JARA-HPC: Computer Simulation Using High-Performance ComputersPeter Winandy
Computer simulations have become the third pillar of research next to theory and experiment. They open up new scientific perspectives that for physical-technical or financial reasons have so far been denied. Researchers of nearly all scientific fields can benefit from simulations: from medical sciences to engineering, information technology and material sciences up to environmental and energy research. Many simulations, however, require the enormous processing power of supercomputers.
High-Performance Computing in the Service of Science and Research
Scientists of the section JARA-HPC– short of High-Performance Computing– unite the specialist know-how of highly parallel computing on supercomputers with the respective special knowledge of physicians, engineers, and other scientific researchers.
In doing so they considerably contribute to making full use of the opportunities computer simulations offer to address current scientific issues. JARA-HPC scientists are part of a unique organizational structure comprising socalled Simulation Laboratories – SimLabs, Cross-Sectional Groups – CSGs, and JADE.
Research into Application
Among other achievements, computer simulations helped researchers of JARA-HPC to improve blood pumps that support the heart of seriously ill patients, and to create a "virtual brain" with which brain scientists can now better investigate and understand interconnections of the real brain.
They have calculated unusual magnetic and electronic properties of materials, leading to the manufacture of novel electronic components or data storage systems on the basis of the knowledge acquired through simulations.
Furthermore, JARA-HPC scientists have developed computer simulations with which the effects of human activities on the biodiversity of meadows and grasslands in the Nationalpark Eifel can be predicted.
Researchers of the section HPC have access to supercomputers that internationally excel in performance, in particular via Jülich Supercomputing Centre (JSC). They are developing application software keeping pace with the constant performance increase of high-performance computers.
Scientists of the section JARA-HPC combine the necessary modeling approaches and numerical methods for massively parallel computing on supercomputers in the SimLabs.
There are currently three SimLabs in different scientific disciplines in which users are provided targeted support in the development of new simulation applications and the optimization of previously existing simulation applications:
- SimLab Highly Scalable Fluids & Solids Engineering: Research and support for users in structural and fluid mechanics for the use of massively parallel systems
- SimLab ab initio Methods in Chemistry and Physics: Research and support for users for ab-initio simulations in chemistry, physics, and the natural sciences
- SimLab Neuroscience: Development of models and databases for large network simulations of the brain
The work in the SimLabs is supported by cross-sectional groups. These teams include mathematicians and computer scientists, whose methodological know-how benefits all users of high-performance computers.

++++++++++

◆ Explore the material ◆
**a.** Summarize the JARA-HPC overview in two sentences.
**b.** Continue the JARA-HPC overview from the point where it stops.

[Natural language region descriptions]
++++++++++

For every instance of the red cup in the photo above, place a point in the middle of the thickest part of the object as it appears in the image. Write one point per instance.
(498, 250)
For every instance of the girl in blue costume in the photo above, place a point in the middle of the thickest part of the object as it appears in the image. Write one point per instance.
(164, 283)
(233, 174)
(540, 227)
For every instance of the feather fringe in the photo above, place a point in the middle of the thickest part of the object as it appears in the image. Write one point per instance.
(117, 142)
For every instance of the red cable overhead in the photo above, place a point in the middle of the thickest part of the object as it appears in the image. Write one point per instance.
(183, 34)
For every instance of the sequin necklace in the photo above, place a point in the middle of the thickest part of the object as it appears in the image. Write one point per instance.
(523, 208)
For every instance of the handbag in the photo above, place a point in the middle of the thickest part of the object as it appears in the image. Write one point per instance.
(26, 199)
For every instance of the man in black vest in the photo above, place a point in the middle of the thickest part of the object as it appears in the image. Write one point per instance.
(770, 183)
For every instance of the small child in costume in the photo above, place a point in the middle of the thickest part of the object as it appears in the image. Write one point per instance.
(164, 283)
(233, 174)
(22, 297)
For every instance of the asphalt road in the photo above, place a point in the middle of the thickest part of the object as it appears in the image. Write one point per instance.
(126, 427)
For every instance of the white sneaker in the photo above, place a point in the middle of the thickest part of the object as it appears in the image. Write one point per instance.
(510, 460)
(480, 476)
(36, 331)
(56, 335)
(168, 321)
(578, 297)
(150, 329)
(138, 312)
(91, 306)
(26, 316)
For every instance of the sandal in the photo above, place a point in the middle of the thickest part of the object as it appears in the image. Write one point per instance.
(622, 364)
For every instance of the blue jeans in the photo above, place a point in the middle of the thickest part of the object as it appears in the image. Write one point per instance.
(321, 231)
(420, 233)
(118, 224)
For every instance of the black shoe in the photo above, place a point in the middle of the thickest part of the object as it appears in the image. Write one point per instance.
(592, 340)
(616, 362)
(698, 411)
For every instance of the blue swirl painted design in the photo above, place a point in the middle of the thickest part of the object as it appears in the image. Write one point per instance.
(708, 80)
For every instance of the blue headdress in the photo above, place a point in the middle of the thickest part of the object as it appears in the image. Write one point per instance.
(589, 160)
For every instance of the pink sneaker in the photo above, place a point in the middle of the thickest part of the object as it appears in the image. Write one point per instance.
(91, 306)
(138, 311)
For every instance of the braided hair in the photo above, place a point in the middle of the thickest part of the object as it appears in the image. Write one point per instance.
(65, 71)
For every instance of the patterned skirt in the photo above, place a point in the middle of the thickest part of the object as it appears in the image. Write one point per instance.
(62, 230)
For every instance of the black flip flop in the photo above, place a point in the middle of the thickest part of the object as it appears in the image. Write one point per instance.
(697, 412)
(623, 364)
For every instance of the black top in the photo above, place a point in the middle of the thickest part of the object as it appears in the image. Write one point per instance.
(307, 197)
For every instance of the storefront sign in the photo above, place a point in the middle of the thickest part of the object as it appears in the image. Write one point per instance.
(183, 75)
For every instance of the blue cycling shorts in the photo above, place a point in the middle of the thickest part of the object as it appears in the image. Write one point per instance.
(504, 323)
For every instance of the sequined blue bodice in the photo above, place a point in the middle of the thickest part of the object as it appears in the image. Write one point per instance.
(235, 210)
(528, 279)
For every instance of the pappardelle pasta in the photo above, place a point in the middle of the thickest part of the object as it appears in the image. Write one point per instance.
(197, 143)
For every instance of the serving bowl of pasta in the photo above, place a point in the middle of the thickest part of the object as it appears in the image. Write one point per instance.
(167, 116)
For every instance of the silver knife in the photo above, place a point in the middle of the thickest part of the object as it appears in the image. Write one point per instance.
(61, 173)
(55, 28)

++++++++++

◆ Answers to each task ◆
**a.** JARA-HPC brings expertise in highly parallel computing on supercomputers together with the specialist knowledge of physicians, engineers, and other scientists, so that computer simulations can be fully exploited to address current scientific issues, with results that include improved blood pumps, a "virtual brain," and predictions of human impact on meadow and grassland biodiversity in the Nationalpark Eifel. The work is organized into SimLabs, which currently cover fluids and solids engineering, ab initio methods in chemistry and physics, and neuroscience, and cross-sectional groups of mathematicians and computer scientists whose methodological know-how supports the SimLabs.

**b.**
- CSG Immersive Visualization: Development of algorithms for immersive, interactive, and spatially distributed and cooperative visualization
- CSG Parallel Efficiency: Development of algorithms to analyze and increase the performance of parallel programs
The JARA HPC Partition is the merger of shares of HPC systems in Jülich – JUQUEEN and JURECA – and Aachen – RWTH Compute Cluster. Main reasons to set up this Partition in 2012 were the guaranteed amount of computing time for projects from the two regional partners on latest HPC architectures, the reduced but highly efficient assignment procedure that fosters scientific excellence, and the requirements of the funding bodies BMBF and MIWF to arrange for larger and more efficiently used HPC infrastructures.
The computing capacity of the JARA HPC Partition is continuously being expanded in order to also offer excellent conditions for work and research with and in the simulation sciences in the future.
The JADE – Jülich Aachen Data Exchange tries to establish a flexible and scalable data management tool that addresses the specific needs and requirements of domain scientists to exchange data between Forschungszentrum Jülich and RWTH Aachen in a convenient and efficient way.
The seed funds for funding promising project not yet capable of receiving external funding proved their importance and value in Institutional Stratey I.
For this reason JARA provided another 750,000 euros for seed fund projects in Institutional Strategy II. These seed funds could be jointly acquired by scientists at RWTH Aachen and Forschungszentrum Jülich in the spring of 2014.
A total of 23 project proposals with a requested funding volume of 5.1 million euros were evaluated by external reviewers. Five of the best proposals received funding volume ranging from 125,000 to 250,000 euros for a duration of 18 to 24 months.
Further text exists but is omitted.